§ REQUIRED ACTION: Each record that follows must be given again without alteration.

§ RECORD EXTRACTS:
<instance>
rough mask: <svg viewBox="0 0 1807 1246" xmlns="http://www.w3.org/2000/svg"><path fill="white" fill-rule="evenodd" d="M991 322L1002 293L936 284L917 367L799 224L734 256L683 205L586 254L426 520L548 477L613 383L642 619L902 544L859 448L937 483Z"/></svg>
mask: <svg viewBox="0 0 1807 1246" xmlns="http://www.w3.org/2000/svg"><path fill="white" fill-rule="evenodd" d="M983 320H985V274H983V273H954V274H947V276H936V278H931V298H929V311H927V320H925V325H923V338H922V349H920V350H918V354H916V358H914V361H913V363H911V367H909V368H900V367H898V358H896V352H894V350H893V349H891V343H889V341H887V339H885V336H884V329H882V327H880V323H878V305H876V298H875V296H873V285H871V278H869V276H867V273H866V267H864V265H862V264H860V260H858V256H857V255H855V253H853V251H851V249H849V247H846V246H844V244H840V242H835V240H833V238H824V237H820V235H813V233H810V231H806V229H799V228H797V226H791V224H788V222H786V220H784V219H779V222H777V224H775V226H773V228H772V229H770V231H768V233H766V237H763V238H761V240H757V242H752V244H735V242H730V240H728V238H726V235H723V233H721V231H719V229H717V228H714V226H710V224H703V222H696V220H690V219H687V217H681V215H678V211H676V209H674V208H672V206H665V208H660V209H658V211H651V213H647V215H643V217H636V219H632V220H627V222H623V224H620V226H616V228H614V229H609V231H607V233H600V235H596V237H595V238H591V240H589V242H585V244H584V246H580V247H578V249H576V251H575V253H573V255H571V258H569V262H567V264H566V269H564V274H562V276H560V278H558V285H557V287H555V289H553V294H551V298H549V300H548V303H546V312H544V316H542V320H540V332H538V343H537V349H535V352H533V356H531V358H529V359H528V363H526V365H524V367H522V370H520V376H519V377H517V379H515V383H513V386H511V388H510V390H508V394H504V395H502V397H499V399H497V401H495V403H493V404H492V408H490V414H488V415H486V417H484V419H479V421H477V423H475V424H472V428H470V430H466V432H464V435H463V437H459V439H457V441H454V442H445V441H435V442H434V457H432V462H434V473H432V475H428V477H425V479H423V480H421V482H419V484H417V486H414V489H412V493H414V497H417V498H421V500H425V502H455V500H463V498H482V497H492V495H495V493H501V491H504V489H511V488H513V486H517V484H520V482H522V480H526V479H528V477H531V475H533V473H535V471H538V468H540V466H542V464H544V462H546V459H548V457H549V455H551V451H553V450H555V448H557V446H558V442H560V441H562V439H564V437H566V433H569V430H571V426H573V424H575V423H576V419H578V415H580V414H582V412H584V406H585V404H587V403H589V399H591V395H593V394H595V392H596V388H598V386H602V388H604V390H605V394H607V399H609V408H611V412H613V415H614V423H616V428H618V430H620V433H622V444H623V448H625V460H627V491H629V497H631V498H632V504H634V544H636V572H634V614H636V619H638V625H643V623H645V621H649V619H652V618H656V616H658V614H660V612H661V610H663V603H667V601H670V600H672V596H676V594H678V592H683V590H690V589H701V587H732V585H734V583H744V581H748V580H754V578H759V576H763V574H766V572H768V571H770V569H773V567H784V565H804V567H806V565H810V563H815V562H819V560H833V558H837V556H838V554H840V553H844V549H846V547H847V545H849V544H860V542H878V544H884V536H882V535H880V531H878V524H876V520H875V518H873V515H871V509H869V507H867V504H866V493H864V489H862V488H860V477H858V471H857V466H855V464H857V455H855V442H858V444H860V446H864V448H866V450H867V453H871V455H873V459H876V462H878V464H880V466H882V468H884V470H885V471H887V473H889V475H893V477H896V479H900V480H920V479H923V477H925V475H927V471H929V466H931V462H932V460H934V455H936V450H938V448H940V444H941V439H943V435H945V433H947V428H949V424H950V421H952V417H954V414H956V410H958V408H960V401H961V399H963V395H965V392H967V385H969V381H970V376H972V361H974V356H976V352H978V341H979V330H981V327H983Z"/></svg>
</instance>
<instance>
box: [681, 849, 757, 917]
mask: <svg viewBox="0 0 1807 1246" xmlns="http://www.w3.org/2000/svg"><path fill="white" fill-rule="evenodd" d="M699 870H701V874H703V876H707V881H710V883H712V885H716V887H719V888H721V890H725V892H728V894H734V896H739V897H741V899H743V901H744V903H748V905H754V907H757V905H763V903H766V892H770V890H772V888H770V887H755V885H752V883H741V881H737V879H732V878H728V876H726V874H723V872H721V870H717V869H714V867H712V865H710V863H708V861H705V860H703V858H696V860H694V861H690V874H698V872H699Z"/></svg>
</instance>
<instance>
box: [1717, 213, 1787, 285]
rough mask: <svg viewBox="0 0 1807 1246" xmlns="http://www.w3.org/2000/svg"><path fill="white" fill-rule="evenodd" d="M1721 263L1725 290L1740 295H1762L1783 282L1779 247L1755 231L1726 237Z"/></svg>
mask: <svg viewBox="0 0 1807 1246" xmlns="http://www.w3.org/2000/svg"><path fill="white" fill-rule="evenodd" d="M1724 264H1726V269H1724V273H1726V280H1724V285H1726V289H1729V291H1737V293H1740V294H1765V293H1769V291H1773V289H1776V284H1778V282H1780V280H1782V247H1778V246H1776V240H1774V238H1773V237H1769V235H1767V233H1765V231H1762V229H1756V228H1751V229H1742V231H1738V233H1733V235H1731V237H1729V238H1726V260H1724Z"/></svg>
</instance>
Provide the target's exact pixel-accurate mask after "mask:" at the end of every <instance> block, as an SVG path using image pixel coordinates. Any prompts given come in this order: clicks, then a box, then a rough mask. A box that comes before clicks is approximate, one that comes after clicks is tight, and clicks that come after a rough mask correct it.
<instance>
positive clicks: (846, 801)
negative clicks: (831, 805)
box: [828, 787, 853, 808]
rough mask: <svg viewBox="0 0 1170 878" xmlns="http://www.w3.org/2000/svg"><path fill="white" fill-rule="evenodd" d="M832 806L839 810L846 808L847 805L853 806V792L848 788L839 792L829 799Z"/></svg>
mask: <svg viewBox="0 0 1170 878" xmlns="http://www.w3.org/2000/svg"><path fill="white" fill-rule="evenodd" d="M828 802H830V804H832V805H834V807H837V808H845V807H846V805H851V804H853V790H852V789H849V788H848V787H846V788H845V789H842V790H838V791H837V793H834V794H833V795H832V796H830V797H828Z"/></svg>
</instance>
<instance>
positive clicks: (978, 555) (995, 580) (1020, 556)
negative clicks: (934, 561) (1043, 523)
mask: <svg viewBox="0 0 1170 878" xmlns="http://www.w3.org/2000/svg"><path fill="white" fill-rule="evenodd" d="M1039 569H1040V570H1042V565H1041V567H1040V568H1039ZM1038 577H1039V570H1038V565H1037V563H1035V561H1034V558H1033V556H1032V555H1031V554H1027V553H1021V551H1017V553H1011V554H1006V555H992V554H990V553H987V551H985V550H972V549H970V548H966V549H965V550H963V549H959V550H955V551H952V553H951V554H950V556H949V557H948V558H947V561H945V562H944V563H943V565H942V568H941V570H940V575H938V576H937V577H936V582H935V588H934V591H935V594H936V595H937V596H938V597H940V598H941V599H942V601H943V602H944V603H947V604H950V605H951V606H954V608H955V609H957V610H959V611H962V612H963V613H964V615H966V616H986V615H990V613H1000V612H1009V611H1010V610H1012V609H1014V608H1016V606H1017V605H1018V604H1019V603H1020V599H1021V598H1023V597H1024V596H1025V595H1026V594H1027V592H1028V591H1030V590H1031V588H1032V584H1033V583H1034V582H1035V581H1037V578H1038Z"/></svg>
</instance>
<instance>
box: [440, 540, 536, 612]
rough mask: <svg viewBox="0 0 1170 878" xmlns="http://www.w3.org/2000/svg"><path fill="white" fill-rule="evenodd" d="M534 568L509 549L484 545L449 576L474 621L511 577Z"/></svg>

§ TASK ANSWER:
<instance>
rough mask: <svg viewBox="0 0 1807 1246" xmlns="http://www.w3.org/2000/svg"><path fill="white" fill-rule="evenodd" d="M991 322L1002 293L936 284L917 367L799 224L734 256L683 205L586 254L426 520L548 477L613 383L642 619L902 544L859 448L937 483Z"/></svg>
mask: <svg viewBox="0 0 1807 1246" xmlns="http://www.w3.org/2000/svg"><path fill="white" fill-rule="evenodd" d="M983 320H985V274H983V273H954V274H947V276H936V278H931V298H929V311H927V320H925V325H923V338H922V349H920V350H918V354H916V358H914V361H913V363H911V367H909V368H900V367H898V358H896V352H894V350H893V349H891V343H889V341H887V339H885V336H884V329H882V327H880V323H878V305H876V298H875V296H873V285H871V278H869V276H867V273H866V267H864V265H862V264H860V260H858V256H857V255H855V253H853V251H851V249H849V247H846V246H844V244H840V242H835V240H833V238H824V237H820V235H813V233H810V231H806V229H799V228H797V226H791V224H788V222H786V220H784V219H779V222H777V224H775V226H773V228H772V229H770V231H768V233H766V237H763V238H761V240H757V242H752V244H735V242H730V240H728V238H726V235H723V233H721V231H719V229H717V228H714V226H710V224H703V222H696V220H690V219H687V217H681V215H678V211H676V209H674V208H672V206H665V208H660V209H658V211H651V213H647V215H643V217H636V219H632V220H627V222H623V224H620V226H616V228H614V229H609V231H607V233H600V235H596V237H595V238H591V240H589V242H585V244H584V246H580V247H578V249H576V251H575V253H573V255H571V258H569V262H567V264H566V269H564V274H562V276H560V278H558V285H557V287H555V289H553V294H551V298H549V300H548V303H546V312H544V316H542V320H540V332H538V343H537V349H535V352H533V356H531V358H529V359H528V363H526V365H524V367H522V370H520V376H519V377H517V379H515V383H513V386H511V388H510V390H508V394H504V395H502V397H499V399H497V401H495V403H493V404H492V408H490V414H488V415H486V417H484V419H479V421H477V423H475V424H472V428H470V430H466V432H464V435H463V437H459V439H457V441H454V442H445V441H435V442H434V457H432V462H434V473H432V475H428V477H425V479H423V480H421V482H419V484H417V486H414V489H412V493H414V497H417V498H421V500H425V502H455V500H463V498H482V497H492V495H495V493H501V491H504V489H511V488H513V486H517V484H520V482H522V480H526V479H528V477H531V475H533V473H535V471H538V468H540V466H542V464H544V462H546V459H548V457H549V455H551V451H553V450H555V448H557V446H558V442H560V441H562V439H564V437H566V433H569V430H571V426H573V424H575V423H576V419H578V415H580V414H582V412H584V406H585V404H587V403H589V399H591V395H593V394H595V392H596V388H598V386H602V388H604V390H605V394H607V399H609V408H611V412H613V415H614V423H616V428H618V430H620V433H622V444H623V448H625V460H627V491H629V497H631V498H632V504H634V544H636V572H634V614H636V619H638V625H643V623H645V621H649V619H652V618H656V616H658V614H660V612H661V610H663V603H667V601H670V600H672V596H676V594H678V592H683V590H690V589H701V587H732V585H734V583H744V581H748V580H754V578H759V576H763V574H766V572H768V571H770V569H773V567H784V565H804V567H806V565H810V563H815V562H819V560H833V558H837V556H838V554H840V553H844V549H846V547H847V545H849V544H860V542H878V544H884V536H882V535H880V531H878V524H876V520H875V518H873V515H871V509H869V507H867V504H866V493H864V489H862V488H860V477H858V471H857V466H855V464H857V455H855V442H858V444H860V446H864V448H866V450H867V453H871V455H873V459H876V462H878V464H880V466H882V468H884V470H885V471H887V473H889V475H893V477H896V479H900V480H920V479H923V477H925V475H927V471H929V466H931V462H932V460H934V455H936V450H938V448H940V444H941V439H943V435H945V433H947V428H949V424H950V421H952V417H954V414H956V410H958V408H960V401H961V399H963V395H965V392H967V385H969V381H970V376H972V361H974V356H976V352H978V341H979V330H981V327H983Z"/></svg>
</instance>
<instance>
box: [681, 849, 757, 917]
mask: <svg viewBox="0 0 1807 1246" xmlns="http://www.w3.org/2000/svg"><path fill="white" fill-rule="evenodd" d="M699 870H701V874H703V876H707V881H710V883H712V885H716V887H719V888H721V890H725V892H728V894H734V896H739V897H741V899H743V901H744V903H748V905H754V907H757V905H763V903H766V892H770V890H772V888H770V887H755V885H752V883H741V881H737V879H732V878H728V876H726V874H723V872H721V870H717V869H714V867H712V865H710V863H708V861H705V860H703V858H696V860H694V861H690V874H698V872H699Z"/></svg>
</instance>
<instance>
box: [1717, 213, 1787, 285]
rough mask: <svg viewBox="0 0 1807 1246" xmlns="http://www.w3.org/2000/svg"><path fill="white" fill-rule="evenodd" d="M1721 263L1725 290L1740 295H1762L1783 282L1779 247L1755 231L1726 237Z"/></svg>
mask: <svg viewBox="0 0 1807 1246" xmlns="http://www.w3.org/2000/svg"><path fill="white" fill-rule="evenodd" d="M1724 264H1726V269H1724V273H1726V280H1724V285H1726V289H1729V291H1737V293H1740V294H1765V293H1769V291H1773V289H1776V284H1778V282H1780V280H1782V247H1778V246H1776V240H1774V238H1773V237H1769V235H1767V233H1765V231H1762V229H1756V228H1751V229H1742V231H1738V233H1733V235H1731V237H1729V238H1726V260H1724Z"/></svg>
</instance>
Provide the target's exact pixel-accurate mask after "mask:" at the end of every <instance> block, as an SVG path using image pixel coordinates. Any prompts given come in this order: clicks, then a box, then a rough mask. A box that comes before clicks is approximate, one that comes after clicks is tight, and clicks that come after a rough mask correct it.
<instance>
positive clicks: (846, 801)
negative clicks: (831, 805)
box: [828, 787, 853, 808]
rough mask: <svg viewBox="0 0 1170 878" xmlns="http://www.w3.org/2000/svg"><path fill="white" fill-rule="evenodd" d="M832 806L839 810L846 808L847 805L853 806V792L848 788L839 792L829 799Z"/></svg>
mask: <svg viewBox="0 0 1170 878" xmlns="http://www.w3.org/2000/svg"><path fill="white" fill-rule="evenodd" d="M828 802H830V804H832V805H834V807H837V808H845V807H846V805H851V804H853V790H852V789H849V788H848V787H846V788H845V789H842V790H838V791H837V793H834V794H833V795H832V796H830V797H828Z"/></svg>
</instance>
<instance>
positive clicks: (978, 555) (995, 580) (1020, 556)
negative clicks: (934, 561) (1043, 523)
mask: <svg viewBox="0 0 1170 878" xmlns="http://www.w3.org/2000/svg"><path fill="white" fill-rule="evenodd" d="M1039 569H1040V570H1042V565H1041V567H1040V568H1039ZM1038 577H1039V570H1038V565H1037V563H1035V561H1034V558H1033V556H1032V555H1031V554H1027V553H1021V551H1017V553H1011V554H1006V555H992V554H990V553H987V551H985V550H972V549H970V548H966V549H965V550H963V549H959V550H955V551H952V553H951V554H950V556H949V557H948V558H947V561H945V562H944V563H943V565H942V568H941V570H940V575H938V576H937V577H936V582H935V588H934V591H935V594H936V595H937V596H938V597H940V598H941V599H942V601H943V602H944V603H947V604H950V605H951V606H954V608H955V609H957V610H959V611H962V612H963V613H964V615H966V616H986V615H990V613H1000V612H1009V611H1010V610H1012V609H1014V608H1016V606H1017V605H1018V604H1019V603H1020V599H1021V598H1023V597H1024V596H1025V595H1026V594H1027V592H1028V591H1030V590H1031V588H1032V584H1033V583H1034V582H1035V581H1037V578H1038Z"/></svg>
</instance>
<instance>
box: [440, 540, 536, 612]
rough mask: <svg viewBox="0 0 1170 878" xmlns="http://www.w3.org/2000/svg"><path fill="white" fill-rule="evenodd" d="M534 568L509 549L484 545L449 576L474 621L511 577Z"/></svg>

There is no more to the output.